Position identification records

==============================

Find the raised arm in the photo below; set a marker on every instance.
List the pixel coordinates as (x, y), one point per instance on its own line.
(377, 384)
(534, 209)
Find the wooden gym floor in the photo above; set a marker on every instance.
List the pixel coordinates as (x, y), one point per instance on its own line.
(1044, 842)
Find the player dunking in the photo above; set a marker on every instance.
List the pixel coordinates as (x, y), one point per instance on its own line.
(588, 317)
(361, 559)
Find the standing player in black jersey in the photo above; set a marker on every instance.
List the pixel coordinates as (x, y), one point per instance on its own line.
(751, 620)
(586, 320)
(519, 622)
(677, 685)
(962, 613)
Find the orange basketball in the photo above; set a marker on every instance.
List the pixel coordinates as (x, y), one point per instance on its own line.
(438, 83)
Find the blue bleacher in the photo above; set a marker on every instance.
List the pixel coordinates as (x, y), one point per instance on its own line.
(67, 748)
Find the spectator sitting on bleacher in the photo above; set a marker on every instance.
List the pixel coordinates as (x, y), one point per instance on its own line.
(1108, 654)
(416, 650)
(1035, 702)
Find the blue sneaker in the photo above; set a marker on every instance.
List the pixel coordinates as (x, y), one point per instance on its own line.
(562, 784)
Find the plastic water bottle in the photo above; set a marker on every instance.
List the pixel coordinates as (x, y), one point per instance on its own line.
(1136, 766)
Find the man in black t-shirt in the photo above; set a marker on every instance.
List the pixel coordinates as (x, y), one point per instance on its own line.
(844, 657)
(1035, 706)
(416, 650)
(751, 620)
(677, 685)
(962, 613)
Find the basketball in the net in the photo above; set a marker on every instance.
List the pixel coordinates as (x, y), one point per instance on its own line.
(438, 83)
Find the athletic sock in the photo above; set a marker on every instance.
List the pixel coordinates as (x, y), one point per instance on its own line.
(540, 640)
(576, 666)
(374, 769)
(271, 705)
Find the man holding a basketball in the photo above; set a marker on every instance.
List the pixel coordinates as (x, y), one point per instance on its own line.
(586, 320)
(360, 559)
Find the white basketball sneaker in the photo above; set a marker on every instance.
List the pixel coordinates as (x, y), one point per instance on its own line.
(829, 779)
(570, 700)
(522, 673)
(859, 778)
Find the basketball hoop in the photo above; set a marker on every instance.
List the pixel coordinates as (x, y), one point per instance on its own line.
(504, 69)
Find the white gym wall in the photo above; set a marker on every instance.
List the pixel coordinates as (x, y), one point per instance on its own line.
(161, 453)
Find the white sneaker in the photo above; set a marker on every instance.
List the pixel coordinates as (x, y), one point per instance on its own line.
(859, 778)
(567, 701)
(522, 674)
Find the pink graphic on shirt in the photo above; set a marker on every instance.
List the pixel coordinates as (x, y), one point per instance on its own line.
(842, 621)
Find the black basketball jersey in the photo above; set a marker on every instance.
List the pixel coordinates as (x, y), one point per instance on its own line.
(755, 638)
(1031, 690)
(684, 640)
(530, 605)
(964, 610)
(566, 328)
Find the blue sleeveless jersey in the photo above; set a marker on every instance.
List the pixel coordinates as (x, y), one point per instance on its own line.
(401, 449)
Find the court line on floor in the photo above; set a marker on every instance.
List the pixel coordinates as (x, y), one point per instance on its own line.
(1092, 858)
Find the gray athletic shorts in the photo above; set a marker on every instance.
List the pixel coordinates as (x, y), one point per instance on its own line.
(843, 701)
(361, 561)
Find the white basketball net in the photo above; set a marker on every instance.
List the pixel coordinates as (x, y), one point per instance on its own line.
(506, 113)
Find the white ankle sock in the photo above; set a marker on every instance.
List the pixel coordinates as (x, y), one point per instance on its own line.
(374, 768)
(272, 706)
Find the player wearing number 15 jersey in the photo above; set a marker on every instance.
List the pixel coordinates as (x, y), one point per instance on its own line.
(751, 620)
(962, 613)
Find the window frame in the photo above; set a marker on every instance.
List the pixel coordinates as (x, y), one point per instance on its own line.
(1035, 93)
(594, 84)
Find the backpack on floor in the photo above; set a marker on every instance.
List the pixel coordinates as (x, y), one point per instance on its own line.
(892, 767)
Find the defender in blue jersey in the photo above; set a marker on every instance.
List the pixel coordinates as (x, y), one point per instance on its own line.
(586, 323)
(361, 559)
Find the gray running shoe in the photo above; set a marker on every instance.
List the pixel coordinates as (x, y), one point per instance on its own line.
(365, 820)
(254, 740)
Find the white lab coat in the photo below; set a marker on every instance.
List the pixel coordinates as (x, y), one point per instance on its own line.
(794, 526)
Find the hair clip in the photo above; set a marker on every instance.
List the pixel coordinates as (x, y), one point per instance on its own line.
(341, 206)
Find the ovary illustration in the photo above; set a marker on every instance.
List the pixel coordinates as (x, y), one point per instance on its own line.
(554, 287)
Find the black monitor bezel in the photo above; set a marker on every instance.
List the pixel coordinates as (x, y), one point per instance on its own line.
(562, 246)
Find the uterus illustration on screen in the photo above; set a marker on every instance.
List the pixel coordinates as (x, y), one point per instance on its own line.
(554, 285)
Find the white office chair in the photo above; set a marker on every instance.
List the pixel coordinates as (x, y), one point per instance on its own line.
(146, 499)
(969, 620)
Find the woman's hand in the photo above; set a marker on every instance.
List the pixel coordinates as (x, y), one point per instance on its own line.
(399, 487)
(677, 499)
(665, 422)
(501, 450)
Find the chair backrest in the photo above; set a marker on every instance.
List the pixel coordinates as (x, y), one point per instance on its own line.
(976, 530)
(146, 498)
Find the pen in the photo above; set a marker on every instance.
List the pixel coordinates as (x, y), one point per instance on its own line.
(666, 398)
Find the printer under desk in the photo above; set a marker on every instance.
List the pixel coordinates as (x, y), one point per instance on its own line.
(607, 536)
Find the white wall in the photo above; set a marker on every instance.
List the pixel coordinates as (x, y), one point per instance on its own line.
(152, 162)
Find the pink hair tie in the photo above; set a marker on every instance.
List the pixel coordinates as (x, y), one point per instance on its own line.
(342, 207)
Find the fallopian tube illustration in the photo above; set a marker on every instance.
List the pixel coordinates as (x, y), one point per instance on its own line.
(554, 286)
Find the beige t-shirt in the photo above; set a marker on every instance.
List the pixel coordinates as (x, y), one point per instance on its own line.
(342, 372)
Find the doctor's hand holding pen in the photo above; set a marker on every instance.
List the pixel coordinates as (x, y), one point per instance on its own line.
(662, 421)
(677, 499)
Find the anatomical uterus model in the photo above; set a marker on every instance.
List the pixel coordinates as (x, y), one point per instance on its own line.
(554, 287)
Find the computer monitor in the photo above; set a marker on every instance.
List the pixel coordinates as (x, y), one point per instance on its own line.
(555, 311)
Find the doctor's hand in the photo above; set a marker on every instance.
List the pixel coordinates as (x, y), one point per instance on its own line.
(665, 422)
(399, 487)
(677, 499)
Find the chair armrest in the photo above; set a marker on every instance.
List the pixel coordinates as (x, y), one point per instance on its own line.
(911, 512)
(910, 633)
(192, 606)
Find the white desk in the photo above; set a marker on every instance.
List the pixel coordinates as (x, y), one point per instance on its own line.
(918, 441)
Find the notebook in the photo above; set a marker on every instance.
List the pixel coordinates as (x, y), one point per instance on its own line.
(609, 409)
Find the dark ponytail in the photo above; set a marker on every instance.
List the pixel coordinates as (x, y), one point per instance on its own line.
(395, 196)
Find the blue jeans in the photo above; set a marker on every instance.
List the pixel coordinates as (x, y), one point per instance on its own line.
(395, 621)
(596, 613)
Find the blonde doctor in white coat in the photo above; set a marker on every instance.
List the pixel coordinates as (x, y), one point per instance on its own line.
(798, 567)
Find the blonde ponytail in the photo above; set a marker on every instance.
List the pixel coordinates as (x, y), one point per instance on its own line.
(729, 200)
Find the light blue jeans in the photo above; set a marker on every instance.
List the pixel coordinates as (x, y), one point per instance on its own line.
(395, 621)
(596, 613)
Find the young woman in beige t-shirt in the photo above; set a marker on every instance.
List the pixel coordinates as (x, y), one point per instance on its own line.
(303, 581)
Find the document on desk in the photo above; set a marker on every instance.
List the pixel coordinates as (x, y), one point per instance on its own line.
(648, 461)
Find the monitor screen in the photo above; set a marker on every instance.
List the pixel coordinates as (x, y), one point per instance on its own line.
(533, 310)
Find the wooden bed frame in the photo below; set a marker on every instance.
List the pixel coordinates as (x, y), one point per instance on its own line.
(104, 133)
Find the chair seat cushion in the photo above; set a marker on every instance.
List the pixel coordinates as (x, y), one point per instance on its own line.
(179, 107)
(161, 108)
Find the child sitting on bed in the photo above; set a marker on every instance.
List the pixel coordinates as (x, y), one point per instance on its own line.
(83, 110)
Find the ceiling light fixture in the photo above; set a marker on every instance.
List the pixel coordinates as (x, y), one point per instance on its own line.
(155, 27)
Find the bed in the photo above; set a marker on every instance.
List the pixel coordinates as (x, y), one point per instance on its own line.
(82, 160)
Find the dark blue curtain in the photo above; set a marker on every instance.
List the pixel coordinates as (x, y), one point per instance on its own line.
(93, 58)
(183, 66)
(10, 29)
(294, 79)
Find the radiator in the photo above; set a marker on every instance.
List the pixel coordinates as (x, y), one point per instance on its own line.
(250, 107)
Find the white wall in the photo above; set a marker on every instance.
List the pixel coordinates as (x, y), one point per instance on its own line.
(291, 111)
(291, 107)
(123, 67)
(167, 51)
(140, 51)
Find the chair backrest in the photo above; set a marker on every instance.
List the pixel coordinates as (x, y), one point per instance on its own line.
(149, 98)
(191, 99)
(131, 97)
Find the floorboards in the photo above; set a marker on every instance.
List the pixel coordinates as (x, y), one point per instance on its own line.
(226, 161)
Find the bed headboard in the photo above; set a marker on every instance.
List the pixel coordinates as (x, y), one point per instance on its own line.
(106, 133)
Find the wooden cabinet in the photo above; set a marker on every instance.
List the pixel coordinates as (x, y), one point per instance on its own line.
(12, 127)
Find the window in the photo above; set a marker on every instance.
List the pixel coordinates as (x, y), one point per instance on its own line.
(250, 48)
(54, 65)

==============================

▶ What is required
Copy exactly, and only, the lines from the one containing "Find the floorboards" through the last line of the listing.

▶ Written response
Find the floorboards in the photo above; set a marker on every instance.
List the pixel coordinates as (x, y), one point per instance on its own line.
(226, 161)
Find the bed headboard in the photo above; set a marker on every instance.
List the pixel coordinates as (x, y), one point per instance on its own line.
(106, 133)
Find the wooden cabinet in the photo above; set a marker on every instance.
List the pixel coordinates as (x, y), one point per instance on its own line.
(12, 127)
Find the window in the photo above; set a marker on every instance.
List the pixel coordinates as (x, y), one point per instance on its own line.
(250, 48)
(54, 65)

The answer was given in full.